** begin Data rows **
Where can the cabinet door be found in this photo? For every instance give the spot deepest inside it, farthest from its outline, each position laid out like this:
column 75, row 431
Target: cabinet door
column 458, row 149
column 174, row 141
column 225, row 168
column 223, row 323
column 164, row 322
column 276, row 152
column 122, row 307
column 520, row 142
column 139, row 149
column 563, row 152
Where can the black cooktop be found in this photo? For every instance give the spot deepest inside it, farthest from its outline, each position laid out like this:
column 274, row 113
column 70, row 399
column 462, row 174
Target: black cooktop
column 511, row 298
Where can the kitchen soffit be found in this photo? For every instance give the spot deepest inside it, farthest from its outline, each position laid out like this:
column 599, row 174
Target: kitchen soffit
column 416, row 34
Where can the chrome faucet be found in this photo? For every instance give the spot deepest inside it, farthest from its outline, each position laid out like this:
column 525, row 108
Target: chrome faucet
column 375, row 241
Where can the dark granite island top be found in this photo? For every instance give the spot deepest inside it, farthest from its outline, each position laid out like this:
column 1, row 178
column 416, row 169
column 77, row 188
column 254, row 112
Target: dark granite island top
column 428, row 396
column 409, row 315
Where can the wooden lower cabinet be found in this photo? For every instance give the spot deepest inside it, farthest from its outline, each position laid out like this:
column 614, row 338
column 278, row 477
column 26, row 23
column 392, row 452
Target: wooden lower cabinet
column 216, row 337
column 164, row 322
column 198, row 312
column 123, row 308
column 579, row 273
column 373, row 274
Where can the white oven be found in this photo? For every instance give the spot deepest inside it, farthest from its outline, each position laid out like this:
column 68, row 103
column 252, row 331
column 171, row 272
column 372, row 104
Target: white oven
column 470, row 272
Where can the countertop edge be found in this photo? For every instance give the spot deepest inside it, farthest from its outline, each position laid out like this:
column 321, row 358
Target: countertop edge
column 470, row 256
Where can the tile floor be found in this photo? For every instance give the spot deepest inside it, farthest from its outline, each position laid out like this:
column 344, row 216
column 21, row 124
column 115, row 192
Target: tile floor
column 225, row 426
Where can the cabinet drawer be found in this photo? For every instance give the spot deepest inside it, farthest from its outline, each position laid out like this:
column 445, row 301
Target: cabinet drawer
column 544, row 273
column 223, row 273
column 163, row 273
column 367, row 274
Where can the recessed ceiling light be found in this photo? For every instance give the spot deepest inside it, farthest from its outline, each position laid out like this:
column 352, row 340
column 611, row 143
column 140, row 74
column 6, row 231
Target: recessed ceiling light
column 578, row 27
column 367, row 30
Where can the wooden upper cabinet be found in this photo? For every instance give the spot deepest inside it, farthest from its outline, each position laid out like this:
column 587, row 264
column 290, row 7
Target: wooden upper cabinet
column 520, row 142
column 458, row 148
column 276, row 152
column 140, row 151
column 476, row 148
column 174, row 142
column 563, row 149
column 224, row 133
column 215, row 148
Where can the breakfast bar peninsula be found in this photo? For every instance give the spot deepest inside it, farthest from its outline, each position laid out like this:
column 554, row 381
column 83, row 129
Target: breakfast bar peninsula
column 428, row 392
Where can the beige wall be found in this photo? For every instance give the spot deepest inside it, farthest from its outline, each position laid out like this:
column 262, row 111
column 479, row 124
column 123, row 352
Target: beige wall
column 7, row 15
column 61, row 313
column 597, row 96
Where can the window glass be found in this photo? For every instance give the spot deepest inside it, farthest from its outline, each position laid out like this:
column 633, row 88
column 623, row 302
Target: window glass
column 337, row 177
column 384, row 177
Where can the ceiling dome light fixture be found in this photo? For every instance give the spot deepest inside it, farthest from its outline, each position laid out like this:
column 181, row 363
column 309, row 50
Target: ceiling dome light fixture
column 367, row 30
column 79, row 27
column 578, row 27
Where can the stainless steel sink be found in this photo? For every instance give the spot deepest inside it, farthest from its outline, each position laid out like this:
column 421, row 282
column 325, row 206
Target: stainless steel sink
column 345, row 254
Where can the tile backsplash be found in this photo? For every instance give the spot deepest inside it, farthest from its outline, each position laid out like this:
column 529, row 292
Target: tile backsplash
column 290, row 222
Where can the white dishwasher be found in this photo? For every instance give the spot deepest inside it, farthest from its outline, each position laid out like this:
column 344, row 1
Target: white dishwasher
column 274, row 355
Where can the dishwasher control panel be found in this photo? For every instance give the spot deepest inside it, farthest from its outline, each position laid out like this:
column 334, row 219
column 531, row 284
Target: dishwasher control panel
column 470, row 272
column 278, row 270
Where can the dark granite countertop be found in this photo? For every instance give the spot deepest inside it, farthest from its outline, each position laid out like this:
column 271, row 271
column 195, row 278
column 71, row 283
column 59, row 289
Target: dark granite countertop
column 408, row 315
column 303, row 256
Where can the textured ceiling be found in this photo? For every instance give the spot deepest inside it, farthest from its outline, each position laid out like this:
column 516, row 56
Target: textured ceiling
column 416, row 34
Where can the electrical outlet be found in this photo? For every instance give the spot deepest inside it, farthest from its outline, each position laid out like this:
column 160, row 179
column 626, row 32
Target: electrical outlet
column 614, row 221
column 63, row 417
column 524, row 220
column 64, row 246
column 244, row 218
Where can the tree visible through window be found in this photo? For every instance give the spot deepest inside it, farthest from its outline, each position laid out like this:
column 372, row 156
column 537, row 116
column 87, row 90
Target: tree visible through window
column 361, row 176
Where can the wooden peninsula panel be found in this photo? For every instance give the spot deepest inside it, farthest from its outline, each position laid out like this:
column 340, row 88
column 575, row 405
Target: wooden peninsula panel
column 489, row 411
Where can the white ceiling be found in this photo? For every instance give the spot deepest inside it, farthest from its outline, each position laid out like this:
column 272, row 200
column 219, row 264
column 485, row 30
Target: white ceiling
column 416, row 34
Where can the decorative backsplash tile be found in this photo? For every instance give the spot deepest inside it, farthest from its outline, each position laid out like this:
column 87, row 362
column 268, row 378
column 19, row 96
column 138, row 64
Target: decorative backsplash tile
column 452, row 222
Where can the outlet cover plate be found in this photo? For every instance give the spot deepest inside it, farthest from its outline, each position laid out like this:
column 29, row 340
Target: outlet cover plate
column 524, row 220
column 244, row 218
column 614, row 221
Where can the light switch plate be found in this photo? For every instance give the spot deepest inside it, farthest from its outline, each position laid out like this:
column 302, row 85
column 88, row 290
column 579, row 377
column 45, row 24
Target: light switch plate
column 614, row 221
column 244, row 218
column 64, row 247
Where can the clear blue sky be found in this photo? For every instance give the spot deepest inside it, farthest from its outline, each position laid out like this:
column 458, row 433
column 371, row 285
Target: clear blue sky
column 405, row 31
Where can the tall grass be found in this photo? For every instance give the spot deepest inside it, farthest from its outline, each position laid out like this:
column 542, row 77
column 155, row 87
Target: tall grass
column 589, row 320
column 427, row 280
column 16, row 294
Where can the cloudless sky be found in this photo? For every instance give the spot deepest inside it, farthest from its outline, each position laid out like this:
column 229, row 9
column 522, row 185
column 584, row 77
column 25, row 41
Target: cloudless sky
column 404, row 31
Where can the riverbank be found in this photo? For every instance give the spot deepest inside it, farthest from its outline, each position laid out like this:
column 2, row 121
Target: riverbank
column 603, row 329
** end Data rows **
> **Job**
Copy every one of the items above word for word, leaving nothing out and changing nothing.

> **Answer to the problem**
Where can the cabinet door be found in this photo? For every instance give the spot deepest inside it, farthest from its outline, each position laid out like this:
column 75, row 431
Target: cabinet door
column 458, row 149
column 174, row 141
column 225, row 168
column 223, row 323
column 164, row 322
column 276, row 152
column 122, row 307
column 520, row 142
column 139, row 149
column 563, row 152
Where can the black cooktop be found in this photo? For every instance give the spot deepest inside it, farthest from its outline, each position laid out like this:
column 274, row 113
column 70, row 399
column 462, row 174
Target: black cooktop
column 511, row 298
Where can the kitchen soffit be found in this photo? For every instance give the spot deepest inside it, farthest from its outline, each position laid out like this:
column 599, row 174
Target: kitchen soffit
column 416, row 34
Where can the chrome faucet be found in this photo? For every instance give the spot deepest inside it, farthest from its outline, each position laid out like this:
column 525, row 108
Target: chrome faucet
column 375, row 241
Where can the dark granite island top be found in this photo? For every instance give the spot deepest inside it, farthest from its outline, each position laid out like this:
column 1, row 178
column 416, row 169
column 77, row 188
column 254, row 112
Target: dark granite island top
column 428, row 396
column 409, row 315
Where can the wooden lower cabinet be found in this photo? For every instance give the spot deepest inside it, farthest from its outline, each position laid out like this:
column 614, row 338
column 278, row 477
column 26, row 23
column 392, row 452
Target: wooden lower cabinet
column 216, row 337
column 164, row 322
column 198, row 312
column 123, row 308
column 579, row 273
column 373, row 274
Where can the white oven be found in this photo? For every instance give the spot deepest inside it, farthest from its outline, each position laid out like this:
column 68, row 103
column 252, row 331
column 171, row 272
column 372, row 104
Target: white oven
column 470, row 272
Where can the countertop edge be found in this photo? For every instance give the spot deepest inside it, farthest from its outline, each position laid out like this:
column 321, row 358
Target: countertop edge
column 470, row 256
Where can the tile floor be found in this photo? For every instance give the spot deepest inside it, farthest from its outline, each position laid out like this:
column 344, row 216
column 21, row 124
column 115, row 192
Target: tile floor
column 225, row 426
Where can the cabinet drawer be found in this photo? For every instance give the spot deepest inside it, farthest from its outline, each position laid out like this:
column 445, row 301
Target: cabinet drawer
column 544, row 273
column 223, row 273
column 163, row 273
column 367, row 274
Where can the recessed ceiling light be found in this photo? For every instance give the spot deepest inside it, farthest from its outline, each position laid out like this:
column 352, row 340
column 611, row 143
column 140, row 74
column 6, row 231
Target: recessed ceiling light
column 578, row 27
column 367, row 30
Where can the wooden upper cabinet be found in this photo? For every instance give the spot deepest inside it, farthest from its outline, each position laid out like this:
column 587, row 264
column 290, row 7
Target: wooden upper cabinet
column 520, row 142
column 458, row 148
column 276, row 152
column 140, row 151
column 476, row 148
column 174, row 142
column 563, row 149
column 224, row 133
column 215, row 148
Where can the breakfast bar peninsula be found in this photo? For every instance give the spot deepest inside it, farthest from its outline, each position laid out like this:
column 554, row 381
column 83, row 129
Target: breakfast bar peninsula
column 428, row 392
Where can the beige wall be found in this photo? For every instance give the spot deepest inside it, farthest from its outline, each position laid out like this:
column 262, row 111
column 479, row 124
column 123, row 352
Target: beige wall
column 7, row 15
column 61, row 313
column 597, row 96
Where can the window glass be found in this photo? For every instance give the spot deepest inside it, farthest from its outline, each position laid out like this:
column 633, row 88
column 623, row 302
Target: window glass
column 337, row 177
column 384, row 177
Where can the ceiling dome light fixture be found in this photo? For every instance give the spot deepest inside it, farthest from its outline, each position laid out like this:
column 181, row 363
column 309, row 50
Target: ceiling dome light fixture
column 367, row 30
column 79, row 27
column 578, row 27
Where can the stainless steel sink be found in this photo? For every instance give the spot deepest inside it, farthest from its outline, each position laid out like this:
column 421, row 282
column 325, row 206
Target: stainless steel sink
column 345, row 254
Where can the tile backsplash be found in this photo? For every instance give the spot deepest inside it, farthest from its outline, each position laid out like this:
column 529, row 292
Target: tile backsplash
column 290, row 222
Where can the white dishwasher be found in this photo? For every instance give the spot deepest inside it, farthest from its outline, each position laid out like this:
column 344, row 1
Target: white dishwasher
column 274, row 355
Where can the dishwasher control panel be found in this photo? For every instance give the spot deepest inside it, farthest from its outline, each position laid out like this:
column 334, row 219
column 531, row 284
Target: dishwasher control panel
column 470, row 272
column 278, row 270
Where can the dark granite countertop be found in this photo? For every instance give the spot deepest inside it, farthest from its outline, each position laid out like this:
column 271, row 271
column 195, row 278
column 71, row 283
column 59, row 289
Target: dark granite countertop
column 408, row 315
column 303, row 256
Where can the textured ceiling be found in this photo? For every instance give the spot deepest inside it, farthest from its outline, each position laid out like this:
column 516, row 56
Target: textured ceiling
column 416, row 34
Where can the electrical outlet be found in this photo? For every instance give the spot deepest inside it, farthest from its outline, each position laid out like this:
column 160, row 179
column 626, row 32
Target: electrical outlet
column 614, row 221
column 63, row 417
column 524, row 220
column 64, row 246
column 244, row 218
Where can the tree visible through window be found in this photo? For every instance give the spot deepest inside it, farthest from its outline, each position laid out like this:
column 372, row 156
column 537, row 116
column 87, row 90
Target: tree visible through window
column 361, row 176
Where can the wooden peninsula panel be found in this photo? For every instance give the spot deepest inside it, farthest from its outline, each position laid out like this:
column 340, row 88
column 575, row 405
Target: wooden peninsula panel
column 489, row 411
Where can the white ceiling be found in this photo? For every instance give the spot deepest inside it, farthest from its outline, each position laid out like this:
column 272, row 200
column 219, row 264
column 485, row 30
Target: white ceiling
column 416, row 34
Where can the decorative backsplash tile be found in this photo? For every instance give the spot deepest inside it, farthest from its outline, each position laid out like this:
column 87, row 362
column 268, row 378
column 19, row 96
column 138, row 64
Target: decorative backsplash tile
column 452, row 222
Where can the outlet cover plate be found in this photo? For every instance give the spot deepest inside it, farthest from its outline, each position laid out like this:
column 29, row 340
Target: outlet cover plate
column 524, row 220
column 244, row 218
column 614, row 221
Where can the light switch plate be found in this photo? For every instance give the spot deepest inside it, farthest from its outline, each position laid out like this:
column 302, row 85
column 88, row 290
column 579, row 377
column 45, row 24
Target: light switch plate
column 614, row 221
column 244, row 218
column 64, row 247
Where can the clear blue sky be found in this photo? For every instance give the spot deepest inside it, farthest from its outline, each position laid out like this:
column 458, row 433
column 371, row 285
Target: clear blue sky
column 405, row 31
Where can the tall grass be found in this photo? For every instance give the spot deepest inside it, farthest from its outline, each position laid out like this:
column 542, row 77
column 155, row 87
Target: tall grass
column 589, row 320
column 427, row 280
column 16, row 294
Where can the cloudless sky be found in this photo? For every instance give the spot deepest inside it, farthest from its outline, each position laid out like this:
column 229, row 9
column 522, row 185
column 584, row 77
column 25, row 41
Target: cloudless sky
column 404, row 31
Where can the riverbank be found in this photo? For every instance give the spot deepest inside it, farthest from its outline, each position laid out like this:
column 2, row 121
Target: riverbank
column 603, row 329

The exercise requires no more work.